▶ _MATERIALS PROVIDED_:
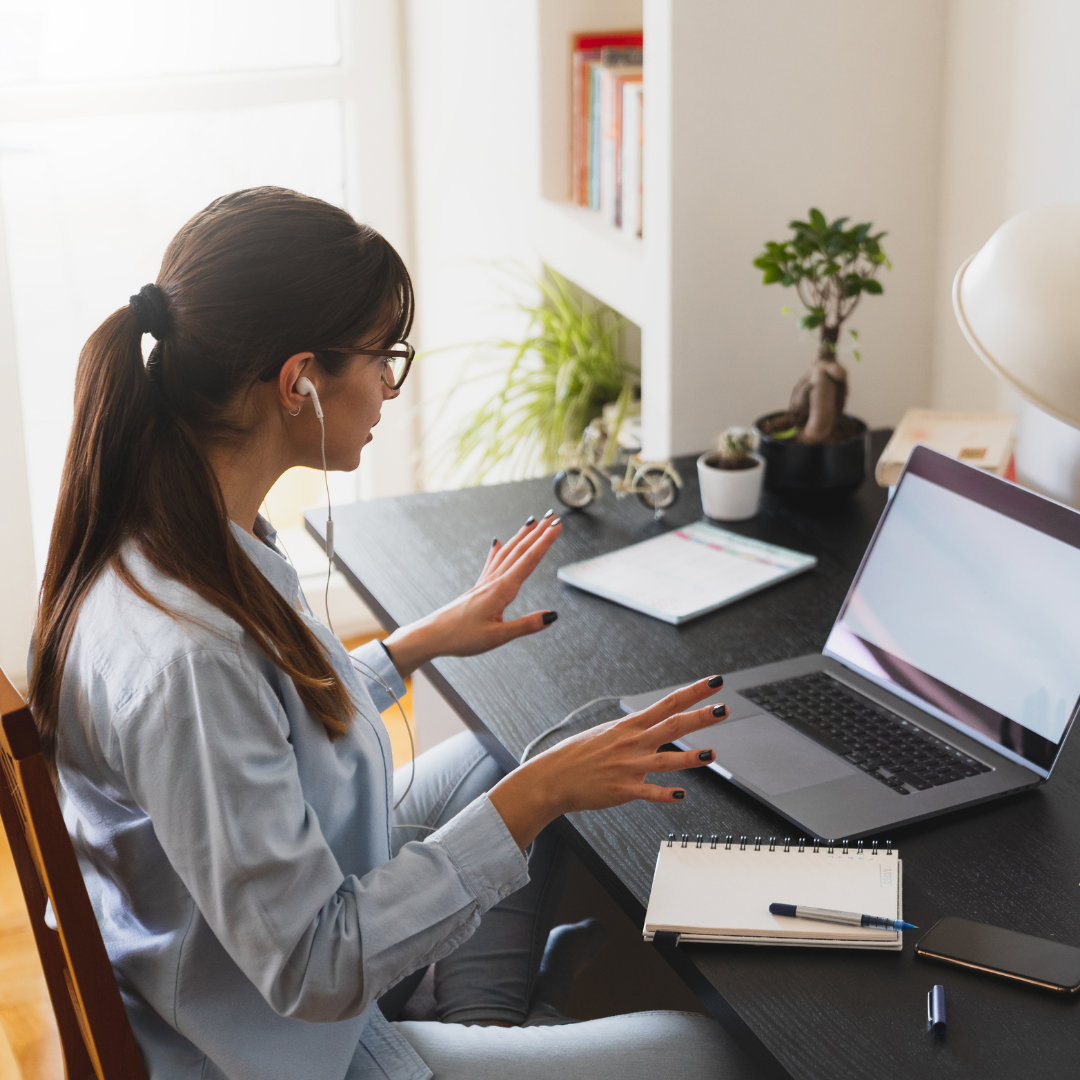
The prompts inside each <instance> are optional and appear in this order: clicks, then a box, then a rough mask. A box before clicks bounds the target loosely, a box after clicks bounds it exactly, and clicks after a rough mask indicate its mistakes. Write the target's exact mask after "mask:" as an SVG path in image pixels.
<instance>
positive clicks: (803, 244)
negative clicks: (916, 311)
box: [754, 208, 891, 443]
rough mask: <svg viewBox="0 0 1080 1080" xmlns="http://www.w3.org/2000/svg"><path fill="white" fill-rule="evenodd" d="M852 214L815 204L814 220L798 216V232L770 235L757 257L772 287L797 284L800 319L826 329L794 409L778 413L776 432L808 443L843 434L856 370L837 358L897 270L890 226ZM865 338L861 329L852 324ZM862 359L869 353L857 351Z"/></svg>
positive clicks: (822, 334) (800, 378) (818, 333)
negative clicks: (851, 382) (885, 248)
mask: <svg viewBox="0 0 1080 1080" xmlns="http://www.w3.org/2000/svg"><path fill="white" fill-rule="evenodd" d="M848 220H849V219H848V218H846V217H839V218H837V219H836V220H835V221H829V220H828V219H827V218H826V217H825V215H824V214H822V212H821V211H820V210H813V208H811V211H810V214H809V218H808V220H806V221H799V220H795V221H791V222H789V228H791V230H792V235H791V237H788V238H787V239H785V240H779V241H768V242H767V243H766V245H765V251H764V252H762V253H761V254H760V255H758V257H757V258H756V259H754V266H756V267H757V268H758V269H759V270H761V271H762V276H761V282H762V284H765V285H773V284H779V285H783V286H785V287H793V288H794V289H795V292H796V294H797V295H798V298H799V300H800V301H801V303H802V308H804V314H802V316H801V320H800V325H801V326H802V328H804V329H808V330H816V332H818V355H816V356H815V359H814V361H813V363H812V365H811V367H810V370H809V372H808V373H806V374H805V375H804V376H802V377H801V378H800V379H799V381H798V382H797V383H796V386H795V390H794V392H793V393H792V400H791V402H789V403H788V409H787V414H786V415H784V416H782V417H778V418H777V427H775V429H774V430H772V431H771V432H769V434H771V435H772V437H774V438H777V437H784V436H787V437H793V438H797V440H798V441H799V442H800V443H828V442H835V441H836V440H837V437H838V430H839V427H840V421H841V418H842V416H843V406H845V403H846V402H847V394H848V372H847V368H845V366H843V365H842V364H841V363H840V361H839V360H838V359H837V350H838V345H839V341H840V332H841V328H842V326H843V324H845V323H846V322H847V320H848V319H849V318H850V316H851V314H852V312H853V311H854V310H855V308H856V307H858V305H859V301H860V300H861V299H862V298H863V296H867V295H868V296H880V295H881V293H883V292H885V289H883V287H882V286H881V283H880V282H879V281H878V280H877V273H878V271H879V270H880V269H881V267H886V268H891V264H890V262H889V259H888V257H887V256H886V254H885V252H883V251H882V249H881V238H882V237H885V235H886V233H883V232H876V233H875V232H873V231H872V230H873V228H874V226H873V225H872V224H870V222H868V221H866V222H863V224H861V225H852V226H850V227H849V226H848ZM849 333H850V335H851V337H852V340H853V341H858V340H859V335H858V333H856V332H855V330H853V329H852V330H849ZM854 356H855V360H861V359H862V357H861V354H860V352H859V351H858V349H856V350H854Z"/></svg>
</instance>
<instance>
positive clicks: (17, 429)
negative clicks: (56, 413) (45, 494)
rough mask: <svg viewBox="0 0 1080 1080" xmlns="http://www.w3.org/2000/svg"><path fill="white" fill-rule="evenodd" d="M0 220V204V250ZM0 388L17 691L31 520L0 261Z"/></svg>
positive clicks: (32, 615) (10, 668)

▶ _WORK TO BE COMPLETED_:
All of the records must come back exactly as they stand, minus every picture.

▶ _FINISHED EXERCISE_:
The prompts inside each <instance> are optional and appear in this order: clicks, then a box, then a rough mask. A box before clicks bounds the target loosely, a box after clicks bounds it exactly, and clicks after a rough mask indicate its mistakes. Write the target's exact mask after "mask:" as an SVG path in image pixels.
<instance>
positive clicks: (803, 244)
negative clicks: (916, 311)
box: [754, 208, 891, 443]
rough mask: <svg viewBox="0 0 1080 1080" xmlns="http://www.w3.org/2000/svg"><path fill="white" fill-rule="evenodd" d="M852 214L815 204L814 220L798 216V232L770 235L757 257L772 287L797 284L800 319L826 329L794 409L778 413L776 432L808 443L843 434L856 370L837 358L897 270L890 226ZM865 338L861 329L852 324ZM862 359L869 353L857 351Z"/></svg>
positive clicks: (822, 334) (800, 378) (818, 333)
negative clicks: (851, 382) (885, 248)
mask: <svg viewBox="0 0 1080 1080" xmlns="http://www.w3.org/2000/svg"><path fill="white" fill-rule="evenodd" d="M848 220H849V219H848V218H846V217H839V218H837V219H836V220H835V221H829V220H828V219H827V218H826V217H825V215H824V214H822V212H821V211H820V210H813V208H811V211H810V214H809V218H808V220H806V221H799V220H795V221H791V222H789V228H791V230H792V235H791V237H788V238H787V239H785V240H779V241H768V242H767V243H766V245H765V251H764V252H762V253H761V254H760V255H758V257H757V258H756V259H754V266H756V267H757V268H758V269H759V270H761V271H762V276H761V282H762V284H765V285H773V284H779V285H783V286H785V287H793V288H794V289H795V292H796V294H797V295H798V298H799V300H800V301H801V303H802V308H804V314H802V316H801V320H800V325H801V326H802V328H804V329H808V330H816V332H818V355H816V356H815V359H814V361H813V363H812V365H811V367H810V370H809V372H808V373H806V374H805V375H804V376H802V377H801V378H800V379H799V381H798V382H797V383H796V386H795V390H794V392H793V393H792V400H791V402H789V403H788V409H787V414H786V415H784V416H782V417H778V418H777V427H775V429H774V430H772V431H771V432H769V434H771V435H772V437H774V438H777V437H784V436H787V437H793V438H797V440H798V441H799V442H800V443H828V442H835V441H836V440H837V437H838V430H839V427H840V421H841V418H842V416H843V406H845V403H846V402H847V394H848V372H847V368H845V366H843V365H842V364H841V363H840V361H839V360H838V359H837V350H838V345H839V341H840V332H841V328H842V326H843V324H845V323H846V322H847V320H848V319H849V318H850V316H851V314H852V312H853V311H854V310H855V308H856V307H858V305H859V301H860V300H861V299H862V298H863V296H867V295H868V296H880V295H881V293H883V292H885V289H883V287H882V286H881V283H880V282H879V281H878V280H877V273H878V271H879V270H880V269H881V267H886V268H891V264H890V262H889V259H888V257H887V256H886V254H885V252H883V251H882V249H881V238H882V237H885V235H886V233H883V232H876V233H875V232H873V231H872V230H873V228H874V226H873V225H872V224H870V222H868V221H866V222H863V224H861V225H852V226H850V227H849V226H848ZM849 333H850V335H851V337H852V340H853V341H858V340H859V335H858V333H856V332H855V330H853V329H852V330H849ZM854 356H855V360H861V359H862V357H861V354H860V352H859V351H858V349H856V350H854Z"/></svg>
</instance>
<instance>
positive clicks: (17, 429)
negative clicks: (56, 413) (45, 494)
rough mask: <svg viewBox="0 0 1080 1080" xmlns="http://www.w3.org/2000/svg"><path fill="white" fill-rule="evenodd" d="M0 220V204V250ZM0 388L17 691L31 520L0 261Z"/></svg>
positive clicks: (32, 615) (10, 668)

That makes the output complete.